Collection entries
_ _ _ _

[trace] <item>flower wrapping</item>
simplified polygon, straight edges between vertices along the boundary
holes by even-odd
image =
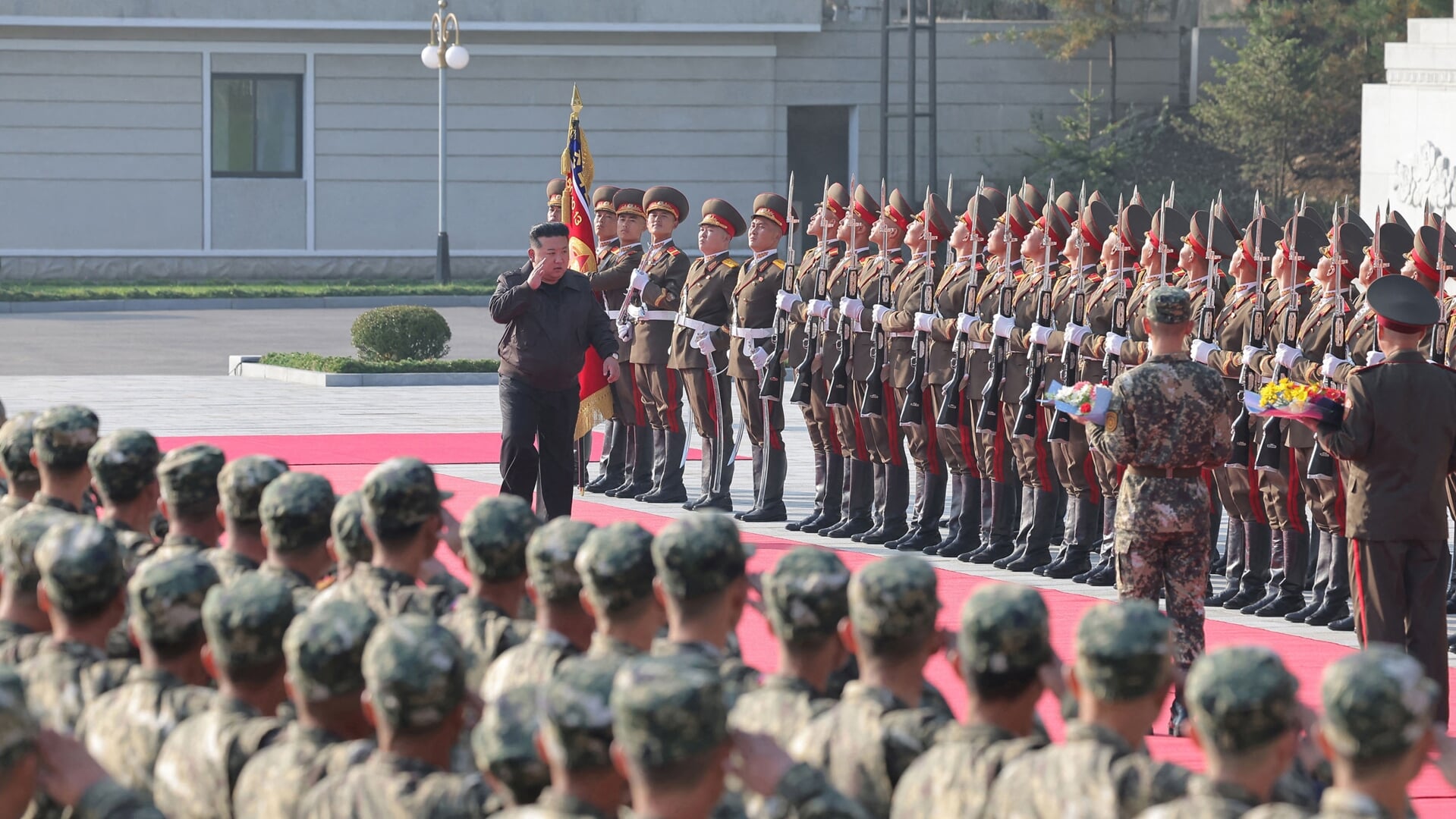
[[[1102,423],[1107,420],[1107,407],[1112,403],[1112,390],[1089,381],[1077,381],[1070,387],[1053,381],[1041,403],[1051,404],[1083,423]]]

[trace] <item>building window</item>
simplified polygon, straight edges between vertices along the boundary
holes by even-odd
[[[213,176],[303,176],[303,77],[213,74]]]

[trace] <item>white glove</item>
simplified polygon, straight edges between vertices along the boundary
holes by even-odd
[[[1016,319],[1010,316],[997,316],[996,320],[992,321],[992,332],[1003,339],[1009,339],[1010,332],[1015,329],[1016,329]]]
[[[1325,361],[1319,365],[1319,371],[1325,375],[1334,375],[1335,369],[1340,369],[1341,364],[1350,364],[1350,359],[1326,352]]]
[[[753,353],[748,355],[748,362],[753,364],[754,369],[763,369],[763,365],[769,364],[769,351],[763,348],[754,348]]]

_ _ _ _

*Exercise brief*: Repeat the material above in full and exactly, apart from the pictures.

*Expected answer*:
[trace] <item>flower wrapping</item>
simplified polygon, straight edges between vertices along the boundary
holes by even-odd
image =
[[[1102,423],[1107,420],[1107,407],[1112,403],[1112,390],[1089,381],[1077,381],[1070,387],[1053,381],[1041,403],[1051,404],[1083,423]]]

[trace] <item>building window</item>
simplified polygon, straight edges between vertices along the boundary
holes by even-odd
[[[213,176],[303,176],[303,77],[213,74]]]

[trace] <item>white glove</item>
simplified polygon, straight edges between vertices along the boundary
holes by even-odd
[[[1016,319],[1010,316],[997,316],[996,320],[992,321],[992,332],[1003,339],[1009,339],[1010,332],[1015,329],[1016,329]]]
[[[1325,361],[1319,365],[1319,371],[1325,375],[1334,375],[1335,369],[1340,369],[1341,364],[1350,364],[1350,359],[1326,352]]]
[[[753,353],[748,355],[748,362],[753,364],[754,369],[763,369],[763,365],[769,364],[769,351],[763,348],[754,348]]]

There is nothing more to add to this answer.